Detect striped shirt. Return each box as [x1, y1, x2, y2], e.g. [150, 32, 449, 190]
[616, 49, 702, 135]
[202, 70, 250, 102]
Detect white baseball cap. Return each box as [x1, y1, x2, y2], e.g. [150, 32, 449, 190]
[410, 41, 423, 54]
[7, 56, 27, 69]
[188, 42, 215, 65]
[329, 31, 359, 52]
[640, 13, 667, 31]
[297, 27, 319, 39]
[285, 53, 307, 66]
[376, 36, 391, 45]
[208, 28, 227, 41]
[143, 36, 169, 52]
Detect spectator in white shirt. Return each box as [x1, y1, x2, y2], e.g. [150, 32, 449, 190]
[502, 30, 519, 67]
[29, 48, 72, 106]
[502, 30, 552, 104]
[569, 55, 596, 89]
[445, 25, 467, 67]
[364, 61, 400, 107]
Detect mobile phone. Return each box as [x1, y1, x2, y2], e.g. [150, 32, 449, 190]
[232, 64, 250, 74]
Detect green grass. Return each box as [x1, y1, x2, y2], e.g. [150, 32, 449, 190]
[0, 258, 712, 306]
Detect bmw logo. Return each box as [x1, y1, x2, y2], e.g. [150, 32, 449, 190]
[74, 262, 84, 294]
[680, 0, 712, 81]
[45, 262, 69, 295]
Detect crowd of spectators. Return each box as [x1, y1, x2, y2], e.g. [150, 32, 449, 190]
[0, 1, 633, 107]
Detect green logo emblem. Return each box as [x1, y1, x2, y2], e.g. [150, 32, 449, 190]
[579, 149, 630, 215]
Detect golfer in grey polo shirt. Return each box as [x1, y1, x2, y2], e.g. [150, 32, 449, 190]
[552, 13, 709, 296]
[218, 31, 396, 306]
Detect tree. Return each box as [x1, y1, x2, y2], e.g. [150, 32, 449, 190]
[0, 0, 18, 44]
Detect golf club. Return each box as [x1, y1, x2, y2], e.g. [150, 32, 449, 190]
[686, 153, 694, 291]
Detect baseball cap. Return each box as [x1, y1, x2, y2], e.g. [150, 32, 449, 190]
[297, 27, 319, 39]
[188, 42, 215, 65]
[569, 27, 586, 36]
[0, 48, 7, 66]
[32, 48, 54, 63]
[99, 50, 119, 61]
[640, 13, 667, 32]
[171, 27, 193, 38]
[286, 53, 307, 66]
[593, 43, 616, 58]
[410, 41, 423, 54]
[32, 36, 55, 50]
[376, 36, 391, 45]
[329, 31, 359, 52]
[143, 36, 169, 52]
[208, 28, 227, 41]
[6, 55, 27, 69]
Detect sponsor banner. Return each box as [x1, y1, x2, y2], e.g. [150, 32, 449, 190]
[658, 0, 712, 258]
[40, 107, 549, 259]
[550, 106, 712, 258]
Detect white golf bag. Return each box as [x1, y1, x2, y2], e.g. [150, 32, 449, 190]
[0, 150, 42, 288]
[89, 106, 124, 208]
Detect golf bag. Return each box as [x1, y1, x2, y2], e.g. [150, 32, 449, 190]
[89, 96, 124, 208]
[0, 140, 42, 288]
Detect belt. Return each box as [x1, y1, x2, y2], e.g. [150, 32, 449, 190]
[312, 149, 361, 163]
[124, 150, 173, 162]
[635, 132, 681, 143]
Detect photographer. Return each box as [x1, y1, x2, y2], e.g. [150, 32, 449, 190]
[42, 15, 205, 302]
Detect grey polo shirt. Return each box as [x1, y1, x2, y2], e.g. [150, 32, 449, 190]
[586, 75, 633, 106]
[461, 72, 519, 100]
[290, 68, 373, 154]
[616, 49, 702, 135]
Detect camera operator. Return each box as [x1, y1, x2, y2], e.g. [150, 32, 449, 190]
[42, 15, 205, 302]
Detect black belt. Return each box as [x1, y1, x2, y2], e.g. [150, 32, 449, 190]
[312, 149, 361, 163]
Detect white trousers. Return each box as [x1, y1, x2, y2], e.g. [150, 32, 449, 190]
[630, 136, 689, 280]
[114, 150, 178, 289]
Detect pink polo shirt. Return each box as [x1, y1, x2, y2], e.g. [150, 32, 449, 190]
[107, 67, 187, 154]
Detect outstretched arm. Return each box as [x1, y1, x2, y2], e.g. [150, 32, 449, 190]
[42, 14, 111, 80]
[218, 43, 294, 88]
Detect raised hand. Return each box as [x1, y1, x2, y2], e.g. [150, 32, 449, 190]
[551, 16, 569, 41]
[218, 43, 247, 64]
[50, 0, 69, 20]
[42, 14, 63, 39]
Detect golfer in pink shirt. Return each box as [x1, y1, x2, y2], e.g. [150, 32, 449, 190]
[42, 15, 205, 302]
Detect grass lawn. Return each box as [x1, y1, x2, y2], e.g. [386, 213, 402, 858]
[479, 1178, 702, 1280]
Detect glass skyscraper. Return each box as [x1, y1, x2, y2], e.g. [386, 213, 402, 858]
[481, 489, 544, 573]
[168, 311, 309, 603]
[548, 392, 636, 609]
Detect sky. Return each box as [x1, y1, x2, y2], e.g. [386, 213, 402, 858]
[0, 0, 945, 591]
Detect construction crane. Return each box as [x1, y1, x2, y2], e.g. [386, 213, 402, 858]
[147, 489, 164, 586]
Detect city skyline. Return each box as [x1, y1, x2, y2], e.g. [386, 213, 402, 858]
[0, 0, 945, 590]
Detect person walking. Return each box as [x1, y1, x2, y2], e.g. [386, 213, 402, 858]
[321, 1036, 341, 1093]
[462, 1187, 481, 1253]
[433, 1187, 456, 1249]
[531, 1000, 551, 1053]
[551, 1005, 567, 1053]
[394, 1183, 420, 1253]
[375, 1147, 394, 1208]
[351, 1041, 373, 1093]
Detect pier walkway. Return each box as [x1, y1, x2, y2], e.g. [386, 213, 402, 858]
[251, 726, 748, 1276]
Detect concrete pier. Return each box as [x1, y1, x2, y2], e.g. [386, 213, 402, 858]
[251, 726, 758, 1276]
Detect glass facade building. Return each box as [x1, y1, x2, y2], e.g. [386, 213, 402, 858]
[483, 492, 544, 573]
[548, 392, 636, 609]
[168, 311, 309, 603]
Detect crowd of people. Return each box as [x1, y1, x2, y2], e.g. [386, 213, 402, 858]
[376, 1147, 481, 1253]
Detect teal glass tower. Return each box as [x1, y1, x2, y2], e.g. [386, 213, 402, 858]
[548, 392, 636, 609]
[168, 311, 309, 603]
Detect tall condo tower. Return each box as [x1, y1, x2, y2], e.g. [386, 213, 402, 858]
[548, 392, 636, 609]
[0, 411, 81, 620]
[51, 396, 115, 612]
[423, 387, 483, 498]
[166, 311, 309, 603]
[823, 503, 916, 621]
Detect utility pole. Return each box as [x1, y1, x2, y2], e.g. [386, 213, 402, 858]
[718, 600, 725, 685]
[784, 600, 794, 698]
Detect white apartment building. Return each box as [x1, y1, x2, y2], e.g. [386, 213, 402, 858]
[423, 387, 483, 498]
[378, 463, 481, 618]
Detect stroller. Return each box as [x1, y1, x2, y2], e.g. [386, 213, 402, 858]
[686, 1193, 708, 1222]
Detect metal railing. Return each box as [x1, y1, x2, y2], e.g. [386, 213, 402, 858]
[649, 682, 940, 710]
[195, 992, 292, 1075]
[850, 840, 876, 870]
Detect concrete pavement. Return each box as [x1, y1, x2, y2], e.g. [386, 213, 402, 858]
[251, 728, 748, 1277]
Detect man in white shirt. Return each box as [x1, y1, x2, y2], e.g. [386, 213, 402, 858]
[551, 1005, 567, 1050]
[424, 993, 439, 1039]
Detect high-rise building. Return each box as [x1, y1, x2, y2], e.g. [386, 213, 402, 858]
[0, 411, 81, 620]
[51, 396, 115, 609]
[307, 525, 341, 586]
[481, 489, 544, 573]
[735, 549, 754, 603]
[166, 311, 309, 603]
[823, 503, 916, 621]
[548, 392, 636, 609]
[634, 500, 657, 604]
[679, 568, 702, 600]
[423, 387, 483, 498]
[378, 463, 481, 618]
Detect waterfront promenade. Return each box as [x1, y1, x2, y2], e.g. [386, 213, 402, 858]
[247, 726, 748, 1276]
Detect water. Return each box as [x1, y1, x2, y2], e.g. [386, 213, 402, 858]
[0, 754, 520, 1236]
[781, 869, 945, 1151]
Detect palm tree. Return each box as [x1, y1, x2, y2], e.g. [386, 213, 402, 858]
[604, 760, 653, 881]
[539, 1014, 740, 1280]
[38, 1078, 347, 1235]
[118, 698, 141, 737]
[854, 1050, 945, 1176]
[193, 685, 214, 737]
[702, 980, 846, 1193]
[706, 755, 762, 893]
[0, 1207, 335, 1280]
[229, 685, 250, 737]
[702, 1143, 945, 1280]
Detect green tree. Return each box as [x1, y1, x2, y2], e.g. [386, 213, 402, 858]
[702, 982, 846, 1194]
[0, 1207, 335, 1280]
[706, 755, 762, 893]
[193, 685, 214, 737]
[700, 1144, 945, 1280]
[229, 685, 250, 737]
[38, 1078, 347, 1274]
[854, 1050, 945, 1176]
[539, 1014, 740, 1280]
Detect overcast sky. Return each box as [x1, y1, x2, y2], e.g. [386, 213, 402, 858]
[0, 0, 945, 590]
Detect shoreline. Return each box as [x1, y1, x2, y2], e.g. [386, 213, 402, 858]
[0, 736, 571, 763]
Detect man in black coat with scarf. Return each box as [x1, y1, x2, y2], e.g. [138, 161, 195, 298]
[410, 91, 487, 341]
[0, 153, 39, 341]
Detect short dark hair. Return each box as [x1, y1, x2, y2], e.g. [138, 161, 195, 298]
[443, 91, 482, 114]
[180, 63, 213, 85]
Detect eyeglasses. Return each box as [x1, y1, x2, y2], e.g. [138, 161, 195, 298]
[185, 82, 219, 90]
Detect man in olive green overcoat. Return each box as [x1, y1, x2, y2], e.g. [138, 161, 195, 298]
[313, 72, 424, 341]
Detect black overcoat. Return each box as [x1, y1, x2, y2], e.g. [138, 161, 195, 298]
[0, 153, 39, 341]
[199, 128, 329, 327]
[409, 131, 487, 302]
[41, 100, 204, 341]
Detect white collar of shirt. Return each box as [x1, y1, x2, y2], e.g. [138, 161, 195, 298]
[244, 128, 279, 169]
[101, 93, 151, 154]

***

§ OBJECTIVE
Rewrite everything from the line containing "Detect white collar" down to the end of the material, substituting "pointed collar" for "white collar" and leaving the rest unchanged.

§ THE RESPONSE
Detect pointed collar of shirt. Return each box as [x1, y1, x2, y2], e.g. [138, 161, 195, 298]
[244, 128, 279, 169]
[101, 93, 151, 154]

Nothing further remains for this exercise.